So we have to decide whether to ignore the upper 32 bits or not even if 
this patch is not applied (actually *had to* when PR_SET_MDWE op was 
being added).

Possible arguments for ignoring them:
* Upper 32 bits can't be passed on 32-bit targets via the current 
prctl() interface, so a change that adds meaning to them would have to 
be both 64-bit-specific and unable to use another prctl() argument 
instead. That seems unlikely.

* It's not hard to accidentally pass int to prctl() even after this 
patch, so making technically wrong user code work as intended could be a 
good thing.

* A similar footgun exists for ILP32 ABIs (e.g. x32) on a lower level: 
while prctl(PR_SET_MDWE, 1) is fine there because long is 32-bit, the 
syscall interface is still 64-bit, so e.g. syscall(SYS_prctl, 
PR_SET_MDWE, -1) could, depending on syscall() implementation, 
sign-extend -1 to 64 bits and pass 64 set bits instead of 32 to the 
kernel.

To do:
(1) Answer these from the PR_SET_MDWE excerpt:
(a) Through what interface can the upper 32 bits not be passed on 32-bit targets?
(b) Which ILP32 ABI is given as an example?
(c) In the syscall() example, what value could be sign-extended to 64 bits?
(2) Summarize the PR_SET_MDWE excerpt in two sentences.

Supplied material:
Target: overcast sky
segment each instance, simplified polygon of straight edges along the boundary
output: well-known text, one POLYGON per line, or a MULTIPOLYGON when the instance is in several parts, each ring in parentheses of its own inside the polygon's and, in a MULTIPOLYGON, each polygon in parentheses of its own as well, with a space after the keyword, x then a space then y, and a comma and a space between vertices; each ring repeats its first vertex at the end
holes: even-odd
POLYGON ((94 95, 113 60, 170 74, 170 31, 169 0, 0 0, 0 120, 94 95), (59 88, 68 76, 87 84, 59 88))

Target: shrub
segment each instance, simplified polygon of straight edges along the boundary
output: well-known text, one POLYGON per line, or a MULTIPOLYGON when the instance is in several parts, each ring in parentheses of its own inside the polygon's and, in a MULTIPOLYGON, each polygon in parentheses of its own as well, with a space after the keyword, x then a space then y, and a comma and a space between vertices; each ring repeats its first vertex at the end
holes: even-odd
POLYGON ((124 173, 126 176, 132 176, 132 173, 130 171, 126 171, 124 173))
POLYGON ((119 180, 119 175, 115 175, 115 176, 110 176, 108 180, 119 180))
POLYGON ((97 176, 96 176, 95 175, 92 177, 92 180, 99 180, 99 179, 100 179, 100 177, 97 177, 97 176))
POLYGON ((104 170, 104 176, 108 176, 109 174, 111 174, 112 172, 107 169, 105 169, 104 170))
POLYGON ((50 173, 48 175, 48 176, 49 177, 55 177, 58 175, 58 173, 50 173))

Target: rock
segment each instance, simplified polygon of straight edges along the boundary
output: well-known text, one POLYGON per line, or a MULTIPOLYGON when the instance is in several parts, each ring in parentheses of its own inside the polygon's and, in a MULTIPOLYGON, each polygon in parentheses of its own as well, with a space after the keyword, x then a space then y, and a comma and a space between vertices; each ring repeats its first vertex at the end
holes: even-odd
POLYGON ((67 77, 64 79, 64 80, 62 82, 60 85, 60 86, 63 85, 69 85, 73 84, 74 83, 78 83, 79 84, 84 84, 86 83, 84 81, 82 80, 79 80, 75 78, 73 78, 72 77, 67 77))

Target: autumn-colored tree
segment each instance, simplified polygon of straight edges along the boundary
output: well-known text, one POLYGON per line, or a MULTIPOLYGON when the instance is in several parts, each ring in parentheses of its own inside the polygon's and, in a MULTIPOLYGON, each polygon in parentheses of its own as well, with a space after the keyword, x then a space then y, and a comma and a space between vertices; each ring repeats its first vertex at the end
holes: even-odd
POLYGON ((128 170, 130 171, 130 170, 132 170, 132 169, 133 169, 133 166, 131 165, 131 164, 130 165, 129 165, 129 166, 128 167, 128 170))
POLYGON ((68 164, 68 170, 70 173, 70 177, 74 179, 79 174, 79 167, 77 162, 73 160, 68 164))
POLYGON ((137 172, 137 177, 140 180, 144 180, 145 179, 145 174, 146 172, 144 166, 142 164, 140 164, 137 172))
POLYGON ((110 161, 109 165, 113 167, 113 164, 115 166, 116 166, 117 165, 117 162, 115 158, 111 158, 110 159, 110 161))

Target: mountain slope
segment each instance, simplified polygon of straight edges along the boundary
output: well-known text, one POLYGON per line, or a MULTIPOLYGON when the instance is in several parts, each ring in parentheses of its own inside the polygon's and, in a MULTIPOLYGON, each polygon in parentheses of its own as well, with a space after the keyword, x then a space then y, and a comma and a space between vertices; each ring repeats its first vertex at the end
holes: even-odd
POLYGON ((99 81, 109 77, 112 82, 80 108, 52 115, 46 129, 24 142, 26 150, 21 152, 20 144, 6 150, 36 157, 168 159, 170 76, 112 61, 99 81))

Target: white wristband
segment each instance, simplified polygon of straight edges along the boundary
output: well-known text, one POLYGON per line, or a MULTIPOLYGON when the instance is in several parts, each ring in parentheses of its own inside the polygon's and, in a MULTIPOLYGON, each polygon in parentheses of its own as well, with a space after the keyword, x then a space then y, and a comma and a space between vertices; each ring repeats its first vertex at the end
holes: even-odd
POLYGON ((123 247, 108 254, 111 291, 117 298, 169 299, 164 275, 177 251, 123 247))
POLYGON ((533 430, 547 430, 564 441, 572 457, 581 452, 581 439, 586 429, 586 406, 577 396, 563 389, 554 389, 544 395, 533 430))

Results of the exercise:
(1)
(a) The current prctl() interface.
(b) x32.
(c) -1.

(2) A decision is needed on whether to ignore the upper 32 bits, whether or not this patch is applied. Arguments for ignoring them are that giving them meaning would have to be 64-bit-specific and is unlikely, that it is easy to pass int to prctl() by accident, and that on ILP32 ABIs such as x32, syscall() could sign-extend -1 and pass 64 set bits to the kernel.